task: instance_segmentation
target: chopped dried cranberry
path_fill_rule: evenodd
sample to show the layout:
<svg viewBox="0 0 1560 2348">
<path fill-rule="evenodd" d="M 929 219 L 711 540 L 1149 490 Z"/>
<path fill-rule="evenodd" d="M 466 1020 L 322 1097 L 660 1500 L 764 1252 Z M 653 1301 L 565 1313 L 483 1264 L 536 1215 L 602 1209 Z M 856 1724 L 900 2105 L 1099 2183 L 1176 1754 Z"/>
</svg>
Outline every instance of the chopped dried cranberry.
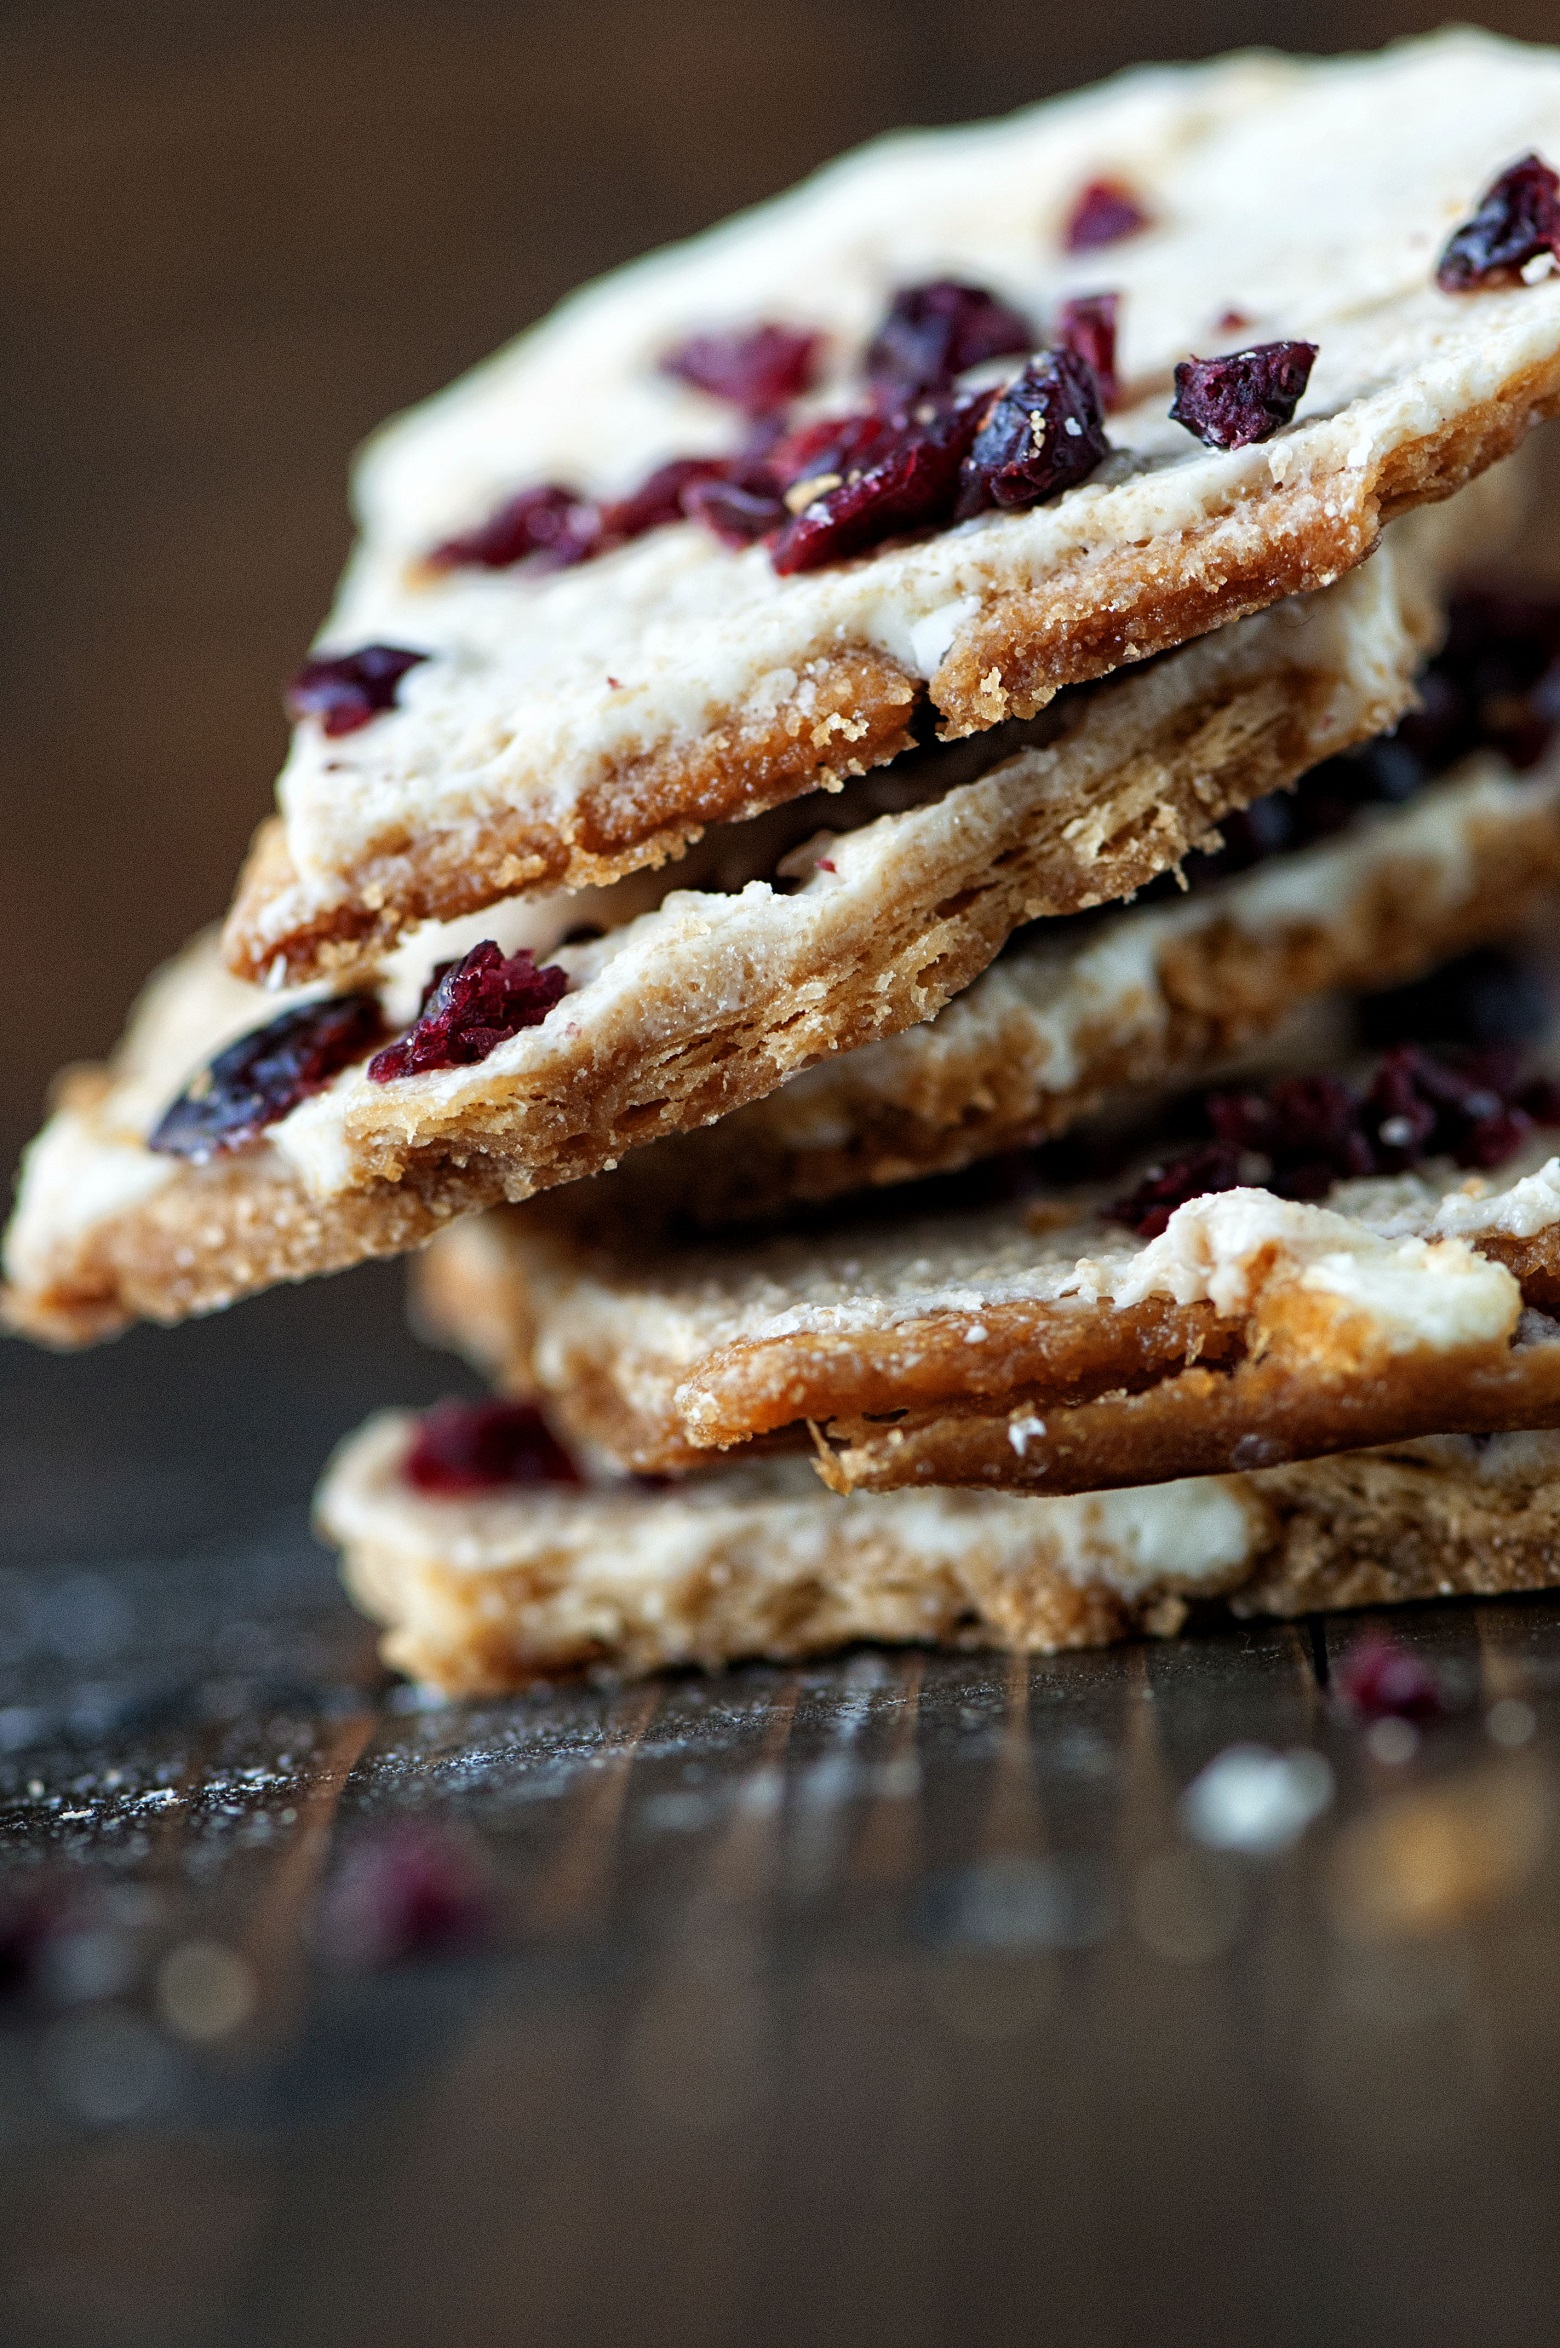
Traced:
<svg viewBox="0 0 1560 2348">
<path fill-rule="evenodd" d="M 1514 1158 L 1533 1130 L 1533 1120 L 1522 1108 L 1491 1109 L 1476 1117 L 1458 1145 L 1459 1166 L 1504 1166 Z"/>
<path fill-rule="evenodd" d="M 1400 1045 L 1382 1061 L 1370 1088 L 1366 1106 L 1387 1173 L 1423 1157 L 1440 1122 L 1441 1105 L 1421 1082 L 1422 1057 L 1417 1045 Z"/>
<path fill-rule="evenodd" d="M 1474 1054 L 1459 1069 L 1420 1044 L 1397 1045 L 1363 1103 L 1378 1170 L 1398 1173 L 1428 1157 L 1504 1165 L 1532 1131 L 1531 1120 L 1504 1097 L 1514 1075 L 1506 1055 Z"/>
<path fill-rule="evenodd" d="M 627 497 L 609 498 L 601 506 L 598 551 L 605 553 L 631 538 L 642 538 L 647 530 L 680 522 L 687 512 L 688 492 L 707 481 L 724 480 L 727 470 L 724 457 L 673 457 L 670 464 L 657 465 Z"/>
<path fill-rule="evenodd" d="M 1115 245 L 1125 236 L 1136 236 L 1152 218 L 1124 180 L 1091 179 L 1087 187 L 1079 189 L 1067 215 L 1062 243 L 1069 253 L 1092 253 L 1098 245 Z"/>
<path fill-rule="evenodd" d="M 535 570 L 564 570 L 611 554 L 650 530 L 680 522 L 703 509 L 695 501 L 719 490 L 738 467 L 729 457 L 673 457 L 657 465 L 637 489 L 624 497 L 607 498 L 599 505 L 566 489 L 531 489 L 512 498 L 486 523 L 465 538 L 452 538 L 429 556 L 441 569 L 458 563 L 478 563 L 490 570 L 506 570 L 529 561 Z M 765 528 L 771 526 L 766 523 Z"/>
<path fill-rule="evenodd" d="M 578 1484 L 580 1472 L 532 1402 L 441 1402 L 426 1411 L 401 1463 L 418 1492 L 491 1492 Z"/>
<path fill-rule="evenodd" d="M 355 734 L 381 710 L 394 709 L 401 679 L 427 658 L 404 644 L 365 644 L 356 652 L 306 660 L 287 688 L 287 714 L 317 717 L 333 738 Z"/>
<path fill-rule="evenodd" d="M 783 576 L 814 571 L 902 531 L 950 521 L 981 404 L 921 400 L 908 415 L 861 420 L 855 461 L 843 471 L 807 476 L 817 484 L 816 495 L 776 537 L 775 569 Z"/>
<path fill-rule="evenodd" d="M 1086 481 L 1109 453 L 1093 369 L 1076 351 L 1041 351 L 984 409 L 960 471 L 956 518 L 1037 505 Z"/>
<path fill-rule="evenodd" d="M 325 1887 L 317 1937 L 333 1964 L 374 1971 L 449 1955 L 492 1930 L 487 1869 L 463 1837 L 407 1821 L 371 1831 Z"/>
<path fill-rule="evenodd" d="M 867 381 L 896 400 L 947 391 L 966 367 L 1032 350 L 1034 340 L 1029 320 L 1010 302 L 982 285 L 939 277 L 895 294 L 867 346 Z"/>
<path fill-rule="evenodd" d="M 568 973 L 556 963 L 538 970 L 528 946 L 506 958 L 484 939 L 461 961 L 439 964 L 416 1021 L 376 1052 L 368 1073 L 389 1084 L 433 1068 L 474 1067 L 523 1027 L 540 1027 L 568 991 Z"/>
<path fill-rule="evenodd" d="M 876 408 L 854 408 L 843 416 L 814 416 L 783 432 L 765 452 L 764 463 L 777 481 L 811 480 L 816 473 L 843 472 L 847 459 L 859 451 L 886 442 L 892 431 Z"/>
<path fill-rule="evenodd" d="M 1150 1167 L 1136 1190 L 1105 1209 L 1105 1220 L 1125 1223 L 1139 1239 L 1157 1239 L 1177 1207 L 1211 1191 L 1238 1190 L 1244 1179 L 1239 1150 L 1205 1142 L 1169 1165 Z"/>
<path fill-rule="evenodd" d="M 695 334 L 668 351 L 664 374 L 730 400 L 749 416 L 771 416 L 810 391 L 821 334 L 796 326 L 753 326 L 734 334 Z"/>
<path fill-rule="evenodd" d="M 363 1059 L 384 1032 L 373 995 L 327 995 L 284 1011 L 218 1052 L 164 1110 L 146 1146 L 197 1163 L 242 1149 Z"/>
<path fill-rule="evenodd" d="M 1056 313 L 1054 340 L 1058 348 L 1075 351 L 1086 367 L 1092 367 L 1107 411 L 1116 405 L 1121 390 L 1116 380 L 1116 318 L 1120 308 L 1120 294 L 1075 294 Z"/>
<path fill-rule="evenodd" d="M 1431 1158 L 1501 1166 L 1537 1124 L 1560 1124 L 1560 1086 L 1518 1082 L 1513 1046 L 1456 1059 L 1400 1044 L 1356 1094 L 1335 1076 L 1291 1076 L 1266 1092 L 1209 1093 L 1211 1139 L 1153 1167 L 1104 1209 L 1143 1239 L 1157 1238 L 1188 1199 L 1260 1180 L 1280 1198 L 1325 1198 L 1335 1183 L 1398 1174 Z M 1244 1171 L 1243 1171 L 1244 1169 Z"/>
<path fill-rule="evenodd" d="M 1249 448 L 1290 421 L 1315 363 L 1314 342 L 1258 342 L 1220 359 L 1183 359 L 1171 417 L 1209 448 Z"/>
<path fill-rule="evenodd" d="M 1333 1674 L 1333 1684 L 1360 1720 L 1433 1720 L 1444 1709 L 1441 1684 L 1427 1663 L 1386 1631 L 1366 1631 Z"/>
<path fill-rule="evenodd" d="M 1272 1088 L 1269 1113 L 1269 1180 L 1285 1198 L 1325 1198 L 1335 1182 L 1375 1170 L 1359 1103 L 1337 1077 L 1286 1078 Z"/>
<path fill-rule="evenodd" d="M 600 534 L 600 517 L 588 499 L 544 481 L 506 498 L 476 529 L 446 538 L 427 561 L 436 571 L 508 571 L 523 562 L 533 570 L 561 571 L 588 561 Z"/>
<path fill-rule="evenodd" d="M 1205 1110 L 1221 1141 L 1269 1160 L 1286 1198 L 1325 1198 L 1335 1182 L 1375 1170 L 1359 1103 L 1335 1076 L 1285 1077 L 1265 1096 L 1210 1093 Z"/>
<path fill-rule="evenodd" d="M 690 483 L 682 507 L 690 521 L 713 530 L 722 546 L 767 538 L 789 512 L 779 482 L 762 464 L 723 466 L 719 474 Z"/>
<path fill-rule="evenodd" d="M 927 412 L 932 412 L 927 403 Z M 783 489 L 817 481 L 830 473 L 864 473 L 892 449 L 905 413 L 891 408 L 852 408 L 842 416 L 815 416 L 782 433 L 764 465 Z"/>
<path fill-rule="evenodd" d="M 1490 182 L 1477 211 L 1452 231 L 1435 282 L 1443 293 L 1509 285 L 1541 253 L 1560 258 L 1560 176 L 1541 155 L 1524 155 Z"/>
</svg>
________________________
• [Exercise prompt]:
The whole listing above should be restated word for word, minus any images.

• [Solved problem]:
task: instance_segmentation
target: chopped dried cranberry
path_fill_rule: evenodd
sample to show the layout:
<svg viewBox="0 0 1560 2348">
<path fill-rule="evenodd" d="M 929 219 L 711 540 L 1149 490 Z"/>
<path fill-rule="evenodd" d="M 466 1020 L 322 1097 L 660 1500 L 764 1252 Z M 653 1301 L 565 1313 L 483 1264 L 536 1215 L 602 1209 Z M 856 1724 L 900 2105 L 1099 2183 L 1176 1754 Z"/>
</svg>
Outline every instance of the chopped dried cranberry.
Traced:
<svg viewBox="0 0 1560 2348">
<path fill-rule="evenodd" d="M 1514 1158 L 1533 1130 L 1533 1120 L 1522 1108 L 1491 1109 L 1476 1117 L 1458 1145 L 1459 1166 L 1504 1166 Z"/>
<path fill-rule="evenodd" d="M 1400 1045 L 1382 1061 L 1370 1088 L 1366 1106 L 1387 1173 L 1423 1157 L 1440 1122 L 1441 1105 L 1421 1082 L 1422 1057 L 1417 1045 Z"/>
<path fill-rule="evenodd" d="M 1474 1054 L 1459 1069 L 1420 1044 L 1397 1045 L 1363 1103 L 1378 1170 L 1398 1173 L 1428 1157 L 1504 1165 L 1532 1131 L 1531 1120 L 1504 1097 L 1514 1075 L 1506 1055 Z"/>
<path fill-rule="evenodd" d="M 627 497 L 609 498 L 601 506 L 598 551 L 605 553 L 631 538 L 642 538 L 647 530 L 680 522 L 687 512 L 688 492 L 707 481 L 724 480 L 727 470 L 724 457 L 673 457 L 670 464 L 657 465 Z"/>
<path fill-rule="evenodd" d="M 1115 245 L 1125 236 L 1136 236 L 1152 218 L 1124 180 L 1091 179 L 1087 187 L 1079 189 L 1067 215 L 1062 243 L 1069 253 L 1092 253 L 1098 245 Z"/>
<path fill-rule="evenodd" d="M 535 570 L 564 570 L 611 554 L 650 530 L 680 522 L 703 509 L 695 501 L 719 490 L 738 467 L 729 457 L 673 457 L 657 465 L 637 489 L 624 497 L 607 498 L 599 505 L 566 489 L 531 489 L 512 498 L 486 523 L 465 538 L 452 538 L 429 556 L 441 569 L 458 563 L 478 563 L 490 570 L 506 570 L 529 561 Z M 765 528 L 771 526 L 766 523 Z"/>
<path fill-rule="evenodd" d="M 578 1484 L 580 1472 L 532 1402 L 441 1402 L 426 1411 L 401 1463 L 418 1492 L 491 1492 Z"/>
<path fill-rule="evenodd" d="M 355 734 L 381 710 L 394 709 L 401 679 L 427 658 L 404 644 L 365 644 L 356 652 L 306 660 L 287 688 L 287 714 L 317 717 L 333 738 Z"/>
<path fill-rule="evenodd" d="M 783 576 L 814 571 L 902 531 L 950 521 L 981 404 L 921 400 L 908 415 L 861 420 L 855 461 L 843 471 L 807 476 L 817 484 L 816 495 L 776 537 L 775 569 Z"/>
<path fill-rule="evenodd" d="M 1086 481 L 1109 453 L 1093 369 L 1076 351 L 1041 351 L 984 409 L 960 471 L 956 518 L 1037 505 Z"/>
<path fill-rule="evenodd" d="M 325 1887 L 317 1937 L 333 1964 L 374 1971 L 449 1955 L 492 1930 L 487 1869 L 463 1837 L 407 1821 L 371 1831 Z"/>
<path fill-rule="evenodd" d="M 867 381 L 896 400 L 947 391 L 966 367 L 1032 350 L 1034 340 L 1029 320 L 1010 302 L 982 285 L 939 277 L 895 294 L 867 346 Z"/>
<path fill-rule="evenodd" d="M 568 973 L 556 963 L 538 970 L 528 946 L 506 958 L 484 939 L 461 961 L 439 964 L 416 1021 L 376 1052 L 368 1073 L 389 1084 L 433 1068 L 474 1067 L 523 1027 L 540 1027 L 568 991 Z"/>
<path fill-rule="evenodd" d="M 876 408 L 854 408 L 843 416 L 814 416 L 783 432 L 765 452 L 764 463 L 777 481 L 811 480 L 816 473 L 843 472 L 847 459 L 859 451 L 886 442 L 892 431 Z"/>
<path fill-rule="evenodd" d="M 1150 1167 L 1136 1190 L 1105 1209 L 1105 1220 L 1125 1223 L 1139 1239 L 1157 1239 L 1177 1207 L 1211 1191 L 1238 1190 L 1244 1179 L 1239 1150 L 1205 1142 L 1169 1165 Z"/>
<path fill-rule="evenodd" d="M 695 334 L 668 351 L 664 374 L 730 400 L 749 416 L 771 416 L 810 391 L 821 334 L 796 326 L 753 326 L 734 334 Z"/>
<path fill-rule="evenodd" d="M 363 1059 L 384 1032 L 373 995 L 327 995 L 284 1011 L 218 1052 L 164 1110 L 146 1146 L 197 1163 L 242 1149 Z"/>
<path fill-rule="evenodd" d="M 1056 313 L 1054 340 L 1058 348 L 1075 351 L 1086 367 L 1092 367 L 1107 411 L 1116 405 L 1121 390 L 1116 380 L 1116 318 L 1120 308 L 1120 294 L 1075 294 Z"/>
<path fill-rule="evenodd" d="M 1431 1158 L 1501 1166 L 1537 1124 L 1560 1124 L 1560 1086 L 1518 1082 L 1513 1046 L 1456 1059 L 1400 1044 L 1356 1094 L 1335 1076 L 1291 1076 L 1266 1092 L 1209 1093 L 1211 1139 L 1153 1167 L 1104 1209 L 1143 1239 L 1157 1238 L 1188 1199 L 1260 1180 L 1280 1198 L 1325 1198 L 1335 1183 L 1398 1174 Z M 1244 1171 L 1243 1171 L 1244 1169 Z"/>
<path fill-rule="evenodd" d="M 1249 448 L 1290 421 L 1315 363 L 1314 342 L 1258 342 L 1220 359 L 1183 359 L 1171 417 L 1209 448 Z"/>
<path fill-rule="evenodd" d="M 1333 1674 L 1333 1684 L 1360 1720 L 1433 1720 L 1444 1709 L 1441 1684 L 1427 1663 L 1386 1631 L 1366 1631 Z"/>
<path fill-rule="evenodd" d="M 1272 1088 L 1269 1113 L 1269 1180 L 1285 1198 L 1325 1198 L 1335 1182 L 1375 1170 L 1359 1103 L 1337 1077 L 1286 1078 Z"/>
<path fill-rule="evenodd" d="M 600 534 L 600 517 L 588 499 L 544 481 L 506 498 L 476 529 L 446 538 L 427 561 L 436 571 L 508 571 L 523 562 L 533 570 L 561 571 L 588 561 Z"/>
<path fill-rule="evenodd" d="M 1205 1110 L 1221 1141 L 1269 1160 L 1286 1198 L 1325 1198 L 1335 1182 L 1375 1170 L 1359 1103 L 1335 1076 L 1285 1077 L 1265 1096 L 1210 1093 Z"/>
<path fill-rule="evenodd" d="M 690 483 L 682 507 L 690 521 L 713 530 L 722 546 L 767 538 L 789 512 L 779 482 L 762 464 L 723 466 L 719 474 Z"/>
<path fill-rule="evenodd" d="M 927 412 L 932 412 L 927 403 Z M 783 489 L 817 481 L 830 473 L 864 473 L 892 449 L 905 413 L 891 408 L 852 408 L 842 416 L 815 416 L 782 433 L 764 465 Z"/>
<path fill-rule="evenodd" d="M 1490 182 L 1477 211 L 1452 231 L 1435 282 L 1443 293 L 1509 285 L 1541 253 L 1560 258 L 1560 176 L 1541 155 L 1524 155 Z"/>
</svg>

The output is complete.